What you should do ::
Find the lines holding the string "glowing" in the data, then copy all of them.

Records shown ::
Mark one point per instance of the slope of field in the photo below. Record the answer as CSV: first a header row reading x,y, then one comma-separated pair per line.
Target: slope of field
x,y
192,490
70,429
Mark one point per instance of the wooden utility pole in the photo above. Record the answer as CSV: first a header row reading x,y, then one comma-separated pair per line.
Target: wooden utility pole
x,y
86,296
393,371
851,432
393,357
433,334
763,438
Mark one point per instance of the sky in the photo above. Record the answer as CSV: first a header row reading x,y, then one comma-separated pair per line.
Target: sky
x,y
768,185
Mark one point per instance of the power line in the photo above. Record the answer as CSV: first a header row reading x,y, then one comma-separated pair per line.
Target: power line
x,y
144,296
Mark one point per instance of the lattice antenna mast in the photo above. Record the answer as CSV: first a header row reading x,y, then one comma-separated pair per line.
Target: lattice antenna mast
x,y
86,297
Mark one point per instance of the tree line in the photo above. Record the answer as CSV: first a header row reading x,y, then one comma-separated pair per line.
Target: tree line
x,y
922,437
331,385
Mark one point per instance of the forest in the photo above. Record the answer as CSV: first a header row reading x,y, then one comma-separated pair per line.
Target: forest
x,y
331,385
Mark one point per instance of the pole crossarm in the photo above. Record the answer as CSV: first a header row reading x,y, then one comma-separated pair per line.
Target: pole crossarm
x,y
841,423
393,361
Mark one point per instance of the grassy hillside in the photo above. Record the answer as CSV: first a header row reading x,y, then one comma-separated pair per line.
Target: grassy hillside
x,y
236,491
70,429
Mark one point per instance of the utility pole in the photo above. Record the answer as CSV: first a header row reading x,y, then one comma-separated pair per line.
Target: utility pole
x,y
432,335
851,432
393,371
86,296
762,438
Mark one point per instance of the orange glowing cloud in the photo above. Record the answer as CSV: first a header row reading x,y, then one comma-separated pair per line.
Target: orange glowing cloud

...

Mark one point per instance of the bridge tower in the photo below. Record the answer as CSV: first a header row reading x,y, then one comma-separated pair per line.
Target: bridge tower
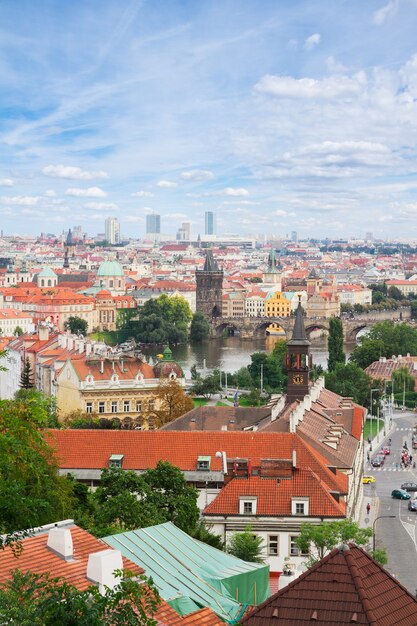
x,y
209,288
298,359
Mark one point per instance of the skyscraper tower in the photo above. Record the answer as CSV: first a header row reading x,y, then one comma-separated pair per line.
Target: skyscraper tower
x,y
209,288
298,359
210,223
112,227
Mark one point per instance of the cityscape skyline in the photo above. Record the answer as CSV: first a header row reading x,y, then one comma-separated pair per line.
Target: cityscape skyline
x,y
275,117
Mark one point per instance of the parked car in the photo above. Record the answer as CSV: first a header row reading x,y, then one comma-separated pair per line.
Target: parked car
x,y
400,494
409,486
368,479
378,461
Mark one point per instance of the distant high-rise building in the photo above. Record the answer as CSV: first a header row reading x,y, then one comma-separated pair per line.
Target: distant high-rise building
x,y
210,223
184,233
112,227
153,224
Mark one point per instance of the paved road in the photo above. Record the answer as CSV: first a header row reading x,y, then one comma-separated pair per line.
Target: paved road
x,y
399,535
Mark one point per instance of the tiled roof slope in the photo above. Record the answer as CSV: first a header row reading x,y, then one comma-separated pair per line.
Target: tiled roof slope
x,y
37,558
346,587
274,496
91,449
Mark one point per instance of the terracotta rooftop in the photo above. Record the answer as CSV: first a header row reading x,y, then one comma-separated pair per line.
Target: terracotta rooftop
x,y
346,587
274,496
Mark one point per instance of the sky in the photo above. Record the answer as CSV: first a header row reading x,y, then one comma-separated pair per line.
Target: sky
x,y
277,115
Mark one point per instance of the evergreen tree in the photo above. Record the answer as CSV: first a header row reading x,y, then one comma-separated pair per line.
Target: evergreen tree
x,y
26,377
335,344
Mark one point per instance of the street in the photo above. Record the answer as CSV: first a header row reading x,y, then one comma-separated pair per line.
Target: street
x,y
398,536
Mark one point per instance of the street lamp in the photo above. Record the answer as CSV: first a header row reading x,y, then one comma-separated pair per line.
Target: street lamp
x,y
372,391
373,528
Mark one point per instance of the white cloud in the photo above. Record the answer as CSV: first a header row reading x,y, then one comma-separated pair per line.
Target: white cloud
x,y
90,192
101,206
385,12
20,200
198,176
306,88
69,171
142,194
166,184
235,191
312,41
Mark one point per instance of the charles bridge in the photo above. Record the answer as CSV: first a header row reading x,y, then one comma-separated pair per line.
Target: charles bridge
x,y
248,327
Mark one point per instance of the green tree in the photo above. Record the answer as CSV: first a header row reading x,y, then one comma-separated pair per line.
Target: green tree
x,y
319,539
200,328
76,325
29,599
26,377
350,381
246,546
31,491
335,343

Exercise response ::
Mark one point per instance of the orange glowing cloud in the photo above. Record the answer as CSV: first a header row reading x,y, then one comma-separated pair per line.
Target: orange glowing cloud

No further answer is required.